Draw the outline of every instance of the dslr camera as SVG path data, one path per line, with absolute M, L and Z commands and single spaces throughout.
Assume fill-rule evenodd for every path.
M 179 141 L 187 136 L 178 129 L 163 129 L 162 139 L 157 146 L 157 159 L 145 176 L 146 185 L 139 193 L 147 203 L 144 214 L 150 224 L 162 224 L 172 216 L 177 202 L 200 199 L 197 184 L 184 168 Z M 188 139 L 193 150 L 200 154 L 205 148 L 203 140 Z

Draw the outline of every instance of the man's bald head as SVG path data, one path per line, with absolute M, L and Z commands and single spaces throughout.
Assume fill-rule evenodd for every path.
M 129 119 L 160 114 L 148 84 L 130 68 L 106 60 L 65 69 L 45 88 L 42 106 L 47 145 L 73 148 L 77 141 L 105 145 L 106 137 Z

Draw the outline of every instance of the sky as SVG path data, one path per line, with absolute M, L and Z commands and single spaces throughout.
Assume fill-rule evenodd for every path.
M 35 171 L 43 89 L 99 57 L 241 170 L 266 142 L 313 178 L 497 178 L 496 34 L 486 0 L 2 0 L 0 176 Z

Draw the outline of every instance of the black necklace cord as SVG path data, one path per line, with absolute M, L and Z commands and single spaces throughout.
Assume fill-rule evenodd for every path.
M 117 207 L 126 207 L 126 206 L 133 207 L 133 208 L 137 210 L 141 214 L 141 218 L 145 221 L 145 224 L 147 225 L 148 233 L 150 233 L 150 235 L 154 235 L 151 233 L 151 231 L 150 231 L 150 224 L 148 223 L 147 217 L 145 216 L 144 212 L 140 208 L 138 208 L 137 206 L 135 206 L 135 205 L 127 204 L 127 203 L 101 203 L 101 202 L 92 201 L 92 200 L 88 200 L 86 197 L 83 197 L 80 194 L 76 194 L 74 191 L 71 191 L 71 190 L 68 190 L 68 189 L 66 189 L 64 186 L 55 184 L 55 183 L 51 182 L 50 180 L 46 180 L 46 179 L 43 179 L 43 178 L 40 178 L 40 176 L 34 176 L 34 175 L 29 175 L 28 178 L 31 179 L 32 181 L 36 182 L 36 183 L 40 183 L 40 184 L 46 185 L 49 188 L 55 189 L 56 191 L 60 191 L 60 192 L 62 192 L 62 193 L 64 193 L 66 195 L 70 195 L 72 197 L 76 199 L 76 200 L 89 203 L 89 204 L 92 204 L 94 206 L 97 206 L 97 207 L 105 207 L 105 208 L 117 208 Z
┄┄┄┄┄┄┄┄┄┄┄┄┄┄┄┄┄┄┄┄
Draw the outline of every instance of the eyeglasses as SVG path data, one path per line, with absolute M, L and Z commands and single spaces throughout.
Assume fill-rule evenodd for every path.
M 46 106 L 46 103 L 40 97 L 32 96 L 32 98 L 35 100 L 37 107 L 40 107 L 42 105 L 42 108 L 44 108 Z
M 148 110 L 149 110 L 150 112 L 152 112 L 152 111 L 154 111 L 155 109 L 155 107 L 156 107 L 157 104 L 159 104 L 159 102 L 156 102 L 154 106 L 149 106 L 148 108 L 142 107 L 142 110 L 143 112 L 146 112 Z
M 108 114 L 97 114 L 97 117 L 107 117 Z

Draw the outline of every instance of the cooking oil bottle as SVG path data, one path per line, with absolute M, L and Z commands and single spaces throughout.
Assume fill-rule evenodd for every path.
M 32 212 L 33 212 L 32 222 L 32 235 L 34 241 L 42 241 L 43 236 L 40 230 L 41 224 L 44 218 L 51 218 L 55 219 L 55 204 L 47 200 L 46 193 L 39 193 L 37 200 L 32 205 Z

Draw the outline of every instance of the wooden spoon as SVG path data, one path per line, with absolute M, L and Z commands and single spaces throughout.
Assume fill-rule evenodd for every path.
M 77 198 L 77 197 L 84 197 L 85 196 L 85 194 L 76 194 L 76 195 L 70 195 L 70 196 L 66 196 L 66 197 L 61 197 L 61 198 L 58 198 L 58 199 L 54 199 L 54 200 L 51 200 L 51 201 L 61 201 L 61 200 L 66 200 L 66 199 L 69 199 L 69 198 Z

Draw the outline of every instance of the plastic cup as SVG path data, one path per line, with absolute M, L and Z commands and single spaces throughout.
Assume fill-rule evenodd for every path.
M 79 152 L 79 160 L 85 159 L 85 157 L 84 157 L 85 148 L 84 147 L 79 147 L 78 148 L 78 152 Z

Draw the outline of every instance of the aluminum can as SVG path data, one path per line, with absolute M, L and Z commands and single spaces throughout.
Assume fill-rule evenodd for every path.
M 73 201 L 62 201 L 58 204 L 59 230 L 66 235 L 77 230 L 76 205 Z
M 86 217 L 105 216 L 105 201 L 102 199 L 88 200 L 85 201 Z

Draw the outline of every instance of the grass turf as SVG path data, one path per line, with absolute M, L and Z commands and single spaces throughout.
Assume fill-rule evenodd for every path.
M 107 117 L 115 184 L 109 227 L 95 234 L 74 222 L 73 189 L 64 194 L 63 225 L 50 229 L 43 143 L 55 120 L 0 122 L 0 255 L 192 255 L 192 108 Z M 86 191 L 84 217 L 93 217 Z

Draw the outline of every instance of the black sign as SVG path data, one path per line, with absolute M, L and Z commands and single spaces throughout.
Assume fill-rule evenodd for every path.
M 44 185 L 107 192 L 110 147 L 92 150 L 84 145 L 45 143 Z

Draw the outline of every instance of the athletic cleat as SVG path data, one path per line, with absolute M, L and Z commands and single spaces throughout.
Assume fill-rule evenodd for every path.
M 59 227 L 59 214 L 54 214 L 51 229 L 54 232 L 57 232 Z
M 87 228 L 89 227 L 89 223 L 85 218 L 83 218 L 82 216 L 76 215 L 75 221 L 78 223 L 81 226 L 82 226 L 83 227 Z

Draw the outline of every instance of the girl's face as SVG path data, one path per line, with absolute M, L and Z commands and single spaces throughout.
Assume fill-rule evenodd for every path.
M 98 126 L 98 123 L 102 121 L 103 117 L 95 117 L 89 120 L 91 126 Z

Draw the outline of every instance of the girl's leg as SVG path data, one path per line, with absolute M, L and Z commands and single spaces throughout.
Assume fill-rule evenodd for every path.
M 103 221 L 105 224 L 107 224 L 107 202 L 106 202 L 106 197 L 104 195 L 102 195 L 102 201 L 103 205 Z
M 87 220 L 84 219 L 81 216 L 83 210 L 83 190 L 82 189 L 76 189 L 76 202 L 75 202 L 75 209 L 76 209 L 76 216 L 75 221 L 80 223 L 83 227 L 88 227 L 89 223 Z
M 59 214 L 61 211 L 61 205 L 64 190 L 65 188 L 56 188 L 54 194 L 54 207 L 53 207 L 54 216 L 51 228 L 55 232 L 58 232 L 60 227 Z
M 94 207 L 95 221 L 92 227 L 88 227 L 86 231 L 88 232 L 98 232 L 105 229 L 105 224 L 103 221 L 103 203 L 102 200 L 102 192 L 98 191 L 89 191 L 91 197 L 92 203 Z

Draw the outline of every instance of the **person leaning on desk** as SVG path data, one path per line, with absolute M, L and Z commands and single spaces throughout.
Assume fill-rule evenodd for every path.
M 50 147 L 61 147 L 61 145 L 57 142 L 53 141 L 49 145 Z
┄┄┄┄┄┄┄┄┄┄┄┄┄┄┄┄┄┄┄┄
GIVEN INSTRUCTION
Copy out word for word the part of the records above that opens with the line containing "Draw the outline of every instance of the grass" and closes with the line containing "M 107 117 L", both of those lines included.

EXERCISE OUTPUT
Draw the outline of every instance of the grass turf as SVG path data, one path per line, with absolute M, L and Z commands and single spaces throughout.
Assume fill-rule evenodd for every path.
M 107 117 L 115 184 L 109 227 L 95 234 L 74 222 L 73 189 L 64 194 L 63 225 L 50 229 L 43 143 L 55 120 L 0 122 L 0 255 L 192 255 L 192 108 Z M 86 191 L 84 217 L 93 217 Z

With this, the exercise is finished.